_YOUR TASK:_ Every record below must be copied exactly, with images dropped.

──────── EXCERPTED DATA

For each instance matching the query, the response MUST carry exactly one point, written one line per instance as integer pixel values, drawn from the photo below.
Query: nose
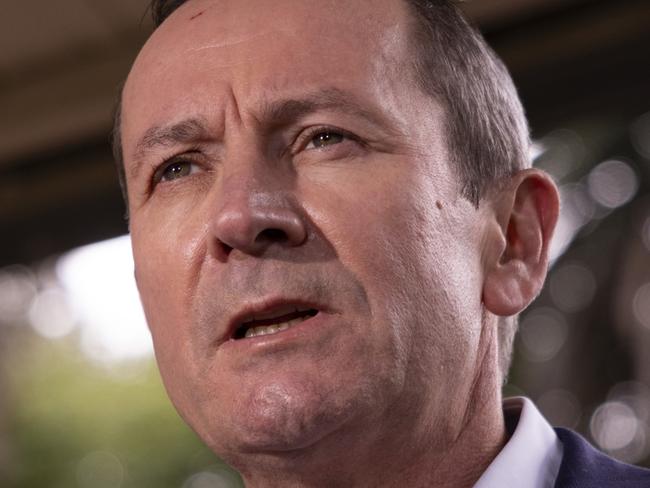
(254, 213)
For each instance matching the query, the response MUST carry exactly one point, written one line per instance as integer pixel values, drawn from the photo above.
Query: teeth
(274, 328)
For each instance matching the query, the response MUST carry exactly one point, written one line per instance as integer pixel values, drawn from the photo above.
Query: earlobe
(526, 215)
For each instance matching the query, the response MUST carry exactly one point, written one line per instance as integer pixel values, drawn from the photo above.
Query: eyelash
(159, 170)
(301, 143)
(306, 137)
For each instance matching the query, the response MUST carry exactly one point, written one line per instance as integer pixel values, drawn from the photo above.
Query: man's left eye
(324, 139)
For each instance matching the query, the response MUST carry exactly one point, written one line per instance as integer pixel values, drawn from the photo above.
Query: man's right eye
(174, 170)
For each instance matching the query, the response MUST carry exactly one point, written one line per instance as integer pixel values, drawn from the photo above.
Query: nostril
(272, 235)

────────────────

_EXERCISE RESPONSE:_
For each instance matching the query, the response MUST carry exactly one point, written one line per instance as integer pixel values, drawn from the photo below.
Query: nose
(254, 213)
For each instance matching the query, the response MUST carry exactly one point, written one line per instance as integer pixel values, drawn from the photo above.
Query: teeth
(274, 328)
For each instance matching the query, the response MUST carry exactly one point, written one line per instance as integer pixel values, drawn from the photo above.
Query: earlobe
(526, 215)
For each instance matching the query, the response MUST carry exactly one point, written one line per instance as integer pixel values, drawn from the photo above.
Query: eyelash
(159, 170)
(301, 143)
(306, 137)
For each instance matching the query, the response MUST carry exactly one point, written one line per instance as integer pixel values, drawn from the photo above.
Query: man's left eye
(324, 139)
For each instance matching the query, the response MUST carry exactly one point, written one line per instance as integer pixel values, drawn from the photo above.
Query: man's right eye
(174, 170)
For each instance matching the query, the response MUST carry exactly one point, written one line per instance as integer pixel values, drawn from the photo above.
Query: nostril
(272, 235)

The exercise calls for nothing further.